The response should consist solely of the lines running from the line with "Task: Indicate the white teeth" to the end of the data, retyped exactly.

◆ Information shown:
######
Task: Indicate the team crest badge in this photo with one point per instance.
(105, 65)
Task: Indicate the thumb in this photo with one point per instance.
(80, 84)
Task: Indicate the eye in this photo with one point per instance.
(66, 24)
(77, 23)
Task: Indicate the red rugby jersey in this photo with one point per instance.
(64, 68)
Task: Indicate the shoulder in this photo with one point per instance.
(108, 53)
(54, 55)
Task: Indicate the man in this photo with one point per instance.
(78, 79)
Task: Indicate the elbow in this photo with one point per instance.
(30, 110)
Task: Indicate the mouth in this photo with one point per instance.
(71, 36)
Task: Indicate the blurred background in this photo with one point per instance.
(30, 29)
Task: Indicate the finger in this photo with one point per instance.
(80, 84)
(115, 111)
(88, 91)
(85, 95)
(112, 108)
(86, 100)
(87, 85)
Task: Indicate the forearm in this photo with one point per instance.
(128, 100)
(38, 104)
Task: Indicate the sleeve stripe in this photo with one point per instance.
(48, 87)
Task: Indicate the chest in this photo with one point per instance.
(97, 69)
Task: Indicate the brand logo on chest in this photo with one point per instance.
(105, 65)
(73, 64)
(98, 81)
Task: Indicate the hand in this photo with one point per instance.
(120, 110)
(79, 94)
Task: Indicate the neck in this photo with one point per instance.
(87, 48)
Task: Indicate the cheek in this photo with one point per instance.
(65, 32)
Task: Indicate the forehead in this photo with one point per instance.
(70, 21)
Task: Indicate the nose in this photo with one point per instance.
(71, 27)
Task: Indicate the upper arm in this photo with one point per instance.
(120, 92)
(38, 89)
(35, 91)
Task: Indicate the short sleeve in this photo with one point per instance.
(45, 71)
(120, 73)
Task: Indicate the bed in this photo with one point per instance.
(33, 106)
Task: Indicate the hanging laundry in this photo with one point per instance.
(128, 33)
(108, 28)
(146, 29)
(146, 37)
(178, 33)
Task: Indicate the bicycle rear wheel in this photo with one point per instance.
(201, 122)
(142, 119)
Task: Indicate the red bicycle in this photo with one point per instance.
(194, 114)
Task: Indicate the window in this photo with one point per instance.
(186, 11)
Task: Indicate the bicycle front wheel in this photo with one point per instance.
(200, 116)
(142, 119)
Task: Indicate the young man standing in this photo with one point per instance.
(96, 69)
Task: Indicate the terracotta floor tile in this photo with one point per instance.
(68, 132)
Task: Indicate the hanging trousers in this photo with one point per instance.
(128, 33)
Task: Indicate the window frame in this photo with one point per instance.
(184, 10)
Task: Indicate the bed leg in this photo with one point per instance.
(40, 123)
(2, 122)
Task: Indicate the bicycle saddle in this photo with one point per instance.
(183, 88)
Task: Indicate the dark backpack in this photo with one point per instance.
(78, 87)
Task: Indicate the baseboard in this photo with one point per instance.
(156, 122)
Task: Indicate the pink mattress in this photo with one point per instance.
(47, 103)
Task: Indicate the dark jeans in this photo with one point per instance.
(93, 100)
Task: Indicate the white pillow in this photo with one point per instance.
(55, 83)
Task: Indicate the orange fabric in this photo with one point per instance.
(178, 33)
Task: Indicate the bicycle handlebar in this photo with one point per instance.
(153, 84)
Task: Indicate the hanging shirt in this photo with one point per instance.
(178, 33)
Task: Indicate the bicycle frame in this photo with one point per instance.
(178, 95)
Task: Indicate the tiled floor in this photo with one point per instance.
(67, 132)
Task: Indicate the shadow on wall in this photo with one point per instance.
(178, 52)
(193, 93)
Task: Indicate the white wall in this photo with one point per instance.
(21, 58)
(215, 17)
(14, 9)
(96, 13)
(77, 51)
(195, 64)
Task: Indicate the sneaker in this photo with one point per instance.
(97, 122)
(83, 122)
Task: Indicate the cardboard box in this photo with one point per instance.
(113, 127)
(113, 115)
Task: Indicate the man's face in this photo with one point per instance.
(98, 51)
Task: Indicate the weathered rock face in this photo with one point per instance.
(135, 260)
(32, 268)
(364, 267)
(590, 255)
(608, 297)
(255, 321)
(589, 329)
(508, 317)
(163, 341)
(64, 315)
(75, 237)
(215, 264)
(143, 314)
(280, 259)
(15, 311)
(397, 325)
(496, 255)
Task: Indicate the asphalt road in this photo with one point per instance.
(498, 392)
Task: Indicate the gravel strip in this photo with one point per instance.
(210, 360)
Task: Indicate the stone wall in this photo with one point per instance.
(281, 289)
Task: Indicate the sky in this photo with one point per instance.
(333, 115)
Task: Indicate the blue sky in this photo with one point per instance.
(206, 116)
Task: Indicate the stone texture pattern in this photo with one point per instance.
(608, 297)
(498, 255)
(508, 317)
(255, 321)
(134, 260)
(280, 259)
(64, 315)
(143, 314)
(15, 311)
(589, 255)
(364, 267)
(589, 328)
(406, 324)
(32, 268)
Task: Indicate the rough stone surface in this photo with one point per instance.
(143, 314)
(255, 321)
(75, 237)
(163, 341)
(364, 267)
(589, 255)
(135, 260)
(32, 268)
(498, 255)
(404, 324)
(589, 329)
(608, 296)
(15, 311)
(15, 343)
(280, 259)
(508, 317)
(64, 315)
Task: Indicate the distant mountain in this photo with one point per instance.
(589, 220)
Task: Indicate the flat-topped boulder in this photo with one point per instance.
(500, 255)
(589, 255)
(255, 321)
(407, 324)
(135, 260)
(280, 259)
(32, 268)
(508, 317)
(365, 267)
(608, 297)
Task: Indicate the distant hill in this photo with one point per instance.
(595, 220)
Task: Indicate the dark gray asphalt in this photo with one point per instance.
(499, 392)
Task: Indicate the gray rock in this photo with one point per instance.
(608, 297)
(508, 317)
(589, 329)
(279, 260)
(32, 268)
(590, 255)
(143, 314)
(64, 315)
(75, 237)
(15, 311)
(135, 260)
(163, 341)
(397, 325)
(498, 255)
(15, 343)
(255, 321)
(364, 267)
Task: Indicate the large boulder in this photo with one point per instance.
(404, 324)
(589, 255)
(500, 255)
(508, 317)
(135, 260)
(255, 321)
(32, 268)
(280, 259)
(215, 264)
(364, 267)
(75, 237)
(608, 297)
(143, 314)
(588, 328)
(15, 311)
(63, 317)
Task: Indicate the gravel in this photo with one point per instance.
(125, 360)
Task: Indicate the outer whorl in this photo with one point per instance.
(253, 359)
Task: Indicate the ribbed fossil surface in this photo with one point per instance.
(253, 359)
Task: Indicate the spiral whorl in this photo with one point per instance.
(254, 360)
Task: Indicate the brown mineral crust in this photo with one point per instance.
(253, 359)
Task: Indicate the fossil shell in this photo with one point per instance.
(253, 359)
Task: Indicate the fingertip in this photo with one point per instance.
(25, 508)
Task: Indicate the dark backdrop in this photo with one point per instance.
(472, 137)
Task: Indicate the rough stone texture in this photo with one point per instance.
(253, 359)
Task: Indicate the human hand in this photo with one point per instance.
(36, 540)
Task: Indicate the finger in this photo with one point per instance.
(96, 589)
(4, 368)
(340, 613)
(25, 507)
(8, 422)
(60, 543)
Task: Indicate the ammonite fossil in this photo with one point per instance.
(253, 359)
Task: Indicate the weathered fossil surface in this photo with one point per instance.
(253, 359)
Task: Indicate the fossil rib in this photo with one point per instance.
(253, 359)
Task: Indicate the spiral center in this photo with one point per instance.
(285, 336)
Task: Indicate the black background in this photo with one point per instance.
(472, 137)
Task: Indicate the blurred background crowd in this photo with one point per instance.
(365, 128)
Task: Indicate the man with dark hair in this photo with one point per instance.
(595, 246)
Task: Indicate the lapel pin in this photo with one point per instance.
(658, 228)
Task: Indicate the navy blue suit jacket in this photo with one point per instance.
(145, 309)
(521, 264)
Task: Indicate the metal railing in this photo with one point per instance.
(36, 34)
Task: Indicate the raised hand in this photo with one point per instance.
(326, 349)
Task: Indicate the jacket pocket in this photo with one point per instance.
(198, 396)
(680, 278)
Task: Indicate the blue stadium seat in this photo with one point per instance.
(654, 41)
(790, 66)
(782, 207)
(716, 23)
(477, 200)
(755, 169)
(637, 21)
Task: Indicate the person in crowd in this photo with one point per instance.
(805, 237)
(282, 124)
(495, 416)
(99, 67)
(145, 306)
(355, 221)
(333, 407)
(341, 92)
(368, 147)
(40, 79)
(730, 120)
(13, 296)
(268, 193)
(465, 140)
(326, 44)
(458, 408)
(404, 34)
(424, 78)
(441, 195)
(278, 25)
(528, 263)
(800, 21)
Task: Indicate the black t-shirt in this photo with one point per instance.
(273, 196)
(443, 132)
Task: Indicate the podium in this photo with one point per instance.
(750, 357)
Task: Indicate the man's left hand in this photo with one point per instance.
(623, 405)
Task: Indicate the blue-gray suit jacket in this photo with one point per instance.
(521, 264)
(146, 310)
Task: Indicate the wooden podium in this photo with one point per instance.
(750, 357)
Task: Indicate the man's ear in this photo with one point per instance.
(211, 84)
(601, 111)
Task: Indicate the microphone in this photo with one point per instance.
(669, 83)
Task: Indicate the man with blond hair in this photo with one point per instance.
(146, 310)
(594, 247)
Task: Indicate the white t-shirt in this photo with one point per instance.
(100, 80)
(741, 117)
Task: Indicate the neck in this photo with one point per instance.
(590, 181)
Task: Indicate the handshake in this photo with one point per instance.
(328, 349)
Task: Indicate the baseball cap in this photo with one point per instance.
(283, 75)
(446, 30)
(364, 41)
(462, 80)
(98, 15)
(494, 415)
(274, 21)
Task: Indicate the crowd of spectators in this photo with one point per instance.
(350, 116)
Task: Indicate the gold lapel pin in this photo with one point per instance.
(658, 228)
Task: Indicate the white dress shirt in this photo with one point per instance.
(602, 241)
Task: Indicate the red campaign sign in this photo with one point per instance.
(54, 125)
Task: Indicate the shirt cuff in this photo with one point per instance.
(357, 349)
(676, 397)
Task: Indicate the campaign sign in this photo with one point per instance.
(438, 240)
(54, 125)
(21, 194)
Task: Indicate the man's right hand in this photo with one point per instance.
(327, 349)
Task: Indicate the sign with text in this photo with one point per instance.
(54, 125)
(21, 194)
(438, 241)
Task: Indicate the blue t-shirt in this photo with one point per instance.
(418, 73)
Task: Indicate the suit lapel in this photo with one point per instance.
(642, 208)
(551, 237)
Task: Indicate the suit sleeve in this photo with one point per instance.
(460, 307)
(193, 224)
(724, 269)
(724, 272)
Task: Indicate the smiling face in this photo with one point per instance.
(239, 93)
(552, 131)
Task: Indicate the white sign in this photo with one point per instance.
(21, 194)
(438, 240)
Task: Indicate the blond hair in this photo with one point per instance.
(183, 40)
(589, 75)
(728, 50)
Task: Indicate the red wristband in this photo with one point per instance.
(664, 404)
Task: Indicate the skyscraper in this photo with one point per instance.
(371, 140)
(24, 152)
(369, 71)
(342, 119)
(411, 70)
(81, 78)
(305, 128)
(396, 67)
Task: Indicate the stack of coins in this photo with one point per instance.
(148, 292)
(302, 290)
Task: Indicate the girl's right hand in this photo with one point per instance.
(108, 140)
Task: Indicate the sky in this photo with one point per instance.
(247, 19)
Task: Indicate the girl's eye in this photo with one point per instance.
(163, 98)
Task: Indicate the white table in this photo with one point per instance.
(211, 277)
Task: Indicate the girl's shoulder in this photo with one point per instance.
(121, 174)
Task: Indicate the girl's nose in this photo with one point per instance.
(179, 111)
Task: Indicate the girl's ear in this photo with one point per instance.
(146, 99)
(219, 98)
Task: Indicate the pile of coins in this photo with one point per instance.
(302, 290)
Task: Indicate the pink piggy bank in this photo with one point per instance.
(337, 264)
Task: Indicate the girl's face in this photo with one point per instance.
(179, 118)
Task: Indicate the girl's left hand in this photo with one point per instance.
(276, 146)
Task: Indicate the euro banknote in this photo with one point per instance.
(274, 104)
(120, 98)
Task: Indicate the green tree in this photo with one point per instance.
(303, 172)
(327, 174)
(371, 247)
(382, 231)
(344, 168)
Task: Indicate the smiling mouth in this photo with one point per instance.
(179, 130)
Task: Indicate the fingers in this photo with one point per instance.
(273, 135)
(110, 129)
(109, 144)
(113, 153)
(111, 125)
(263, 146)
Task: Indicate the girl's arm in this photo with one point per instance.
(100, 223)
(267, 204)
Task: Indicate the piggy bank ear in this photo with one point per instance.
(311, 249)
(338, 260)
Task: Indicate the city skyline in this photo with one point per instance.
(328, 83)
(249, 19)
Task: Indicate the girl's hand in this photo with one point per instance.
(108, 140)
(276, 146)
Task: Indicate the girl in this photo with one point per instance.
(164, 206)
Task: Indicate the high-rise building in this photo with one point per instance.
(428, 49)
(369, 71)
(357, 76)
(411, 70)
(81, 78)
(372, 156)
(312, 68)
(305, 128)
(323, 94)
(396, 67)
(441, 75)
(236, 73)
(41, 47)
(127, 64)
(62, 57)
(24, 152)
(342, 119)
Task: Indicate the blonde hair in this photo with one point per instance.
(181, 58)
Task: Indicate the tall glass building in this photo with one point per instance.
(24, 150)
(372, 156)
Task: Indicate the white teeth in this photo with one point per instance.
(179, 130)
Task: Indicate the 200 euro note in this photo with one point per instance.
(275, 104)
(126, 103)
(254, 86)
######
◆ Output of the task:
Task: Indicate the white teeth in this photo with one point per instance.
(179, 130)
Task: Indicate the 200 euro note in this photo with one point per instance.
(275, 104)
(126, 103)
(254, 86)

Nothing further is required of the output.